■ **TASK TO COMPLETE**
Tally the lines in the entries below that contain the string "paving", treating uppercase and lowercase as different. Reply with the number alone.

■ **EXCERPTED RECORDS**
***
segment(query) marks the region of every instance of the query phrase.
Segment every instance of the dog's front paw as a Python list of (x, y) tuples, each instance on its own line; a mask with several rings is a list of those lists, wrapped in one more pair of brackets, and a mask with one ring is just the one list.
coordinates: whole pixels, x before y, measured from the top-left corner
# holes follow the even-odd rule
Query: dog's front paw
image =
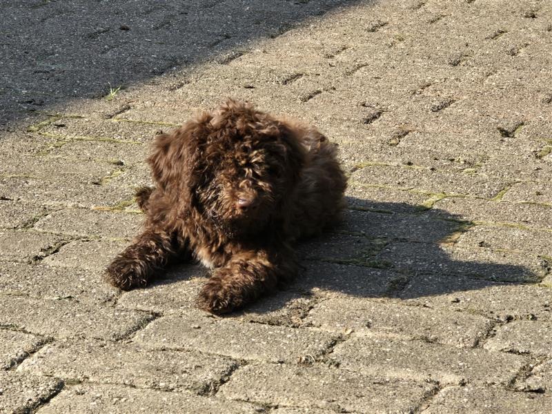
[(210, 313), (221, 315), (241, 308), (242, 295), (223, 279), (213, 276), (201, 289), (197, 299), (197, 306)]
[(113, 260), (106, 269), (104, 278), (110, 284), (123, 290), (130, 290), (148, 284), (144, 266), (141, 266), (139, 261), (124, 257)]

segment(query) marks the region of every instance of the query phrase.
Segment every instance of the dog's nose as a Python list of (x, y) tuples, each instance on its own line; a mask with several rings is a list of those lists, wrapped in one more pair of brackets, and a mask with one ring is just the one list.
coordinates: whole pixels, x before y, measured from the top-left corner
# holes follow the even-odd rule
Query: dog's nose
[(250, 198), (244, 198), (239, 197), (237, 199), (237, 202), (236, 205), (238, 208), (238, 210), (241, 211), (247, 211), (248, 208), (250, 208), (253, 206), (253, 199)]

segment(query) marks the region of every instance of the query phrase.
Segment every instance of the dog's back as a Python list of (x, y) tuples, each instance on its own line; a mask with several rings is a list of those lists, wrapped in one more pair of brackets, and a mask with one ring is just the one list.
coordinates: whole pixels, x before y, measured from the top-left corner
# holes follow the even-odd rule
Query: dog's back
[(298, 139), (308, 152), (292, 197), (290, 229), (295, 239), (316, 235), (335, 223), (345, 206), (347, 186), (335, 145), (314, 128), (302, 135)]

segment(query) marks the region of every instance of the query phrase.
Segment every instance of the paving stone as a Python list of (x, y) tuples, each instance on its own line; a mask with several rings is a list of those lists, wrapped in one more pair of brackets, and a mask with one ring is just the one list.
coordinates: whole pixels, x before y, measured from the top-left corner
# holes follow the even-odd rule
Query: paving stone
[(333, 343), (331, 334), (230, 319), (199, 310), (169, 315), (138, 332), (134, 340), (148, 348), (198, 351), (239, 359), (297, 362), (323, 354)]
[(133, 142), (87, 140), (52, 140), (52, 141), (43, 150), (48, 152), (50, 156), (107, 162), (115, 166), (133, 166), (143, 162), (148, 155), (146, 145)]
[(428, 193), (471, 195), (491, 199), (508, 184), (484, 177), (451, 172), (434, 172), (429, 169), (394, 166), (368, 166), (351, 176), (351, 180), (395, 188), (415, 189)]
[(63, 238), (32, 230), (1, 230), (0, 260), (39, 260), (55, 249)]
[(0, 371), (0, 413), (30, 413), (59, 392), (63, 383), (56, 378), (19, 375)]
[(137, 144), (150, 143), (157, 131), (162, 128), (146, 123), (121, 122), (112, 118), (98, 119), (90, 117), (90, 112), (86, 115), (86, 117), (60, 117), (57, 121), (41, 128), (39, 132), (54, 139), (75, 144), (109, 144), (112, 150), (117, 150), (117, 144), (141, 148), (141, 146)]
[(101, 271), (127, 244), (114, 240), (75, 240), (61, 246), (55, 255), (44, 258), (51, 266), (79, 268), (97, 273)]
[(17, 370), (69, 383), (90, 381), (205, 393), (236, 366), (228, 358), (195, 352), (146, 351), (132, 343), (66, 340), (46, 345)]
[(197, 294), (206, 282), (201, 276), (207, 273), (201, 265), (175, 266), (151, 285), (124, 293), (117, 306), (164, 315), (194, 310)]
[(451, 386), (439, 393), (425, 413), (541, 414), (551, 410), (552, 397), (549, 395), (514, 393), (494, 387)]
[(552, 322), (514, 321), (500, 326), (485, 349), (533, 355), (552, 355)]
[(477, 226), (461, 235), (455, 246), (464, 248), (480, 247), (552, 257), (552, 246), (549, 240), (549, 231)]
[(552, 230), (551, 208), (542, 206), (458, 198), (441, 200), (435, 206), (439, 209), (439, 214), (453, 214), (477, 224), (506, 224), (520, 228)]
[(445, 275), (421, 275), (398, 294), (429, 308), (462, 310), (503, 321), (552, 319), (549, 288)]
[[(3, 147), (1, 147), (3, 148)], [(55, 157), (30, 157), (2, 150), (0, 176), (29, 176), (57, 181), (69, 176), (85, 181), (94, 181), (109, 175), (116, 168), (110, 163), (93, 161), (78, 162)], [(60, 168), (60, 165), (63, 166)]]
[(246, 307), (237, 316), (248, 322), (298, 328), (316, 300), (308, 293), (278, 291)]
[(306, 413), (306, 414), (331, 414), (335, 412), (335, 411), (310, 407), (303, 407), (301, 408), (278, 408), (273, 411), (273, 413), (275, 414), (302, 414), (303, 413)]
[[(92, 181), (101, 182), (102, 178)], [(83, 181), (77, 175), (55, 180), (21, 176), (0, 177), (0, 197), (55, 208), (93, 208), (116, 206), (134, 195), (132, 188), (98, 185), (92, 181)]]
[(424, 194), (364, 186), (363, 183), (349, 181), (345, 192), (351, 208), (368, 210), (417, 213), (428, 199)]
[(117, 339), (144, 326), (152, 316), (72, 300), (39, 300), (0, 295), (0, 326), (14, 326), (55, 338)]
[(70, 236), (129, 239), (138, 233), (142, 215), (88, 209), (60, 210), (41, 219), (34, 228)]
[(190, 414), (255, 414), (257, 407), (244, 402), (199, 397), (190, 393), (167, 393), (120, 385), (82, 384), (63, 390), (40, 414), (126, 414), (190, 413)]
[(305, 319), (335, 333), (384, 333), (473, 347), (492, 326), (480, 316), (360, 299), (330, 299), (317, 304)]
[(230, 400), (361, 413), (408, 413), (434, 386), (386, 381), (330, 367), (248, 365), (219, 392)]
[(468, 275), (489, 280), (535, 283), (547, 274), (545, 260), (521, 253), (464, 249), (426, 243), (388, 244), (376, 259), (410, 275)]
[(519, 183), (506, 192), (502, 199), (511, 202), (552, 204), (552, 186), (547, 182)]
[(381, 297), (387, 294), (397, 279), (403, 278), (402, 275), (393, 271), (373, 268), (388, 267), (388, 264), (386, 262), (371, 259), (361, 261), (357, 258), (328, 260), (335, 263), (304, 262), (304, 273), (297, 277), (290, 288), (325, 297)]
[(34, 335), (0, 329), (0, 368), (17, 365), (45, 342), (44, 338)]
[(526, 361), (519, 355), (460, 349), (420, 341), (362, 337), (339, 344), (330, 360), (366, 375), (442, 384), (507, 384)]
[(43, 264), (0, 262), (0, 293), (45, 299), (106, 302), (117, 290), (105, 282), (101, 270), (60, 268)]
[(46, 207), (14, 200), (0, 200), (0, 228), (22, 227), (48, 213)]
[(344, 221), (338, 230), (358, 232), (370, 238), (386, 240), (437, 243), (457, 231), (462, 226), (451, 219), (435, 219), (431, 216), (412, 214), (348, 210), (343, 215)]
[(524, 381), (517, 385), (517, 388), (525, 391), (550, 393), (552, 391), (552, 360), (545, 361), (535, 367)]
***
■ **RESULT OF THIS EXERCISE**
2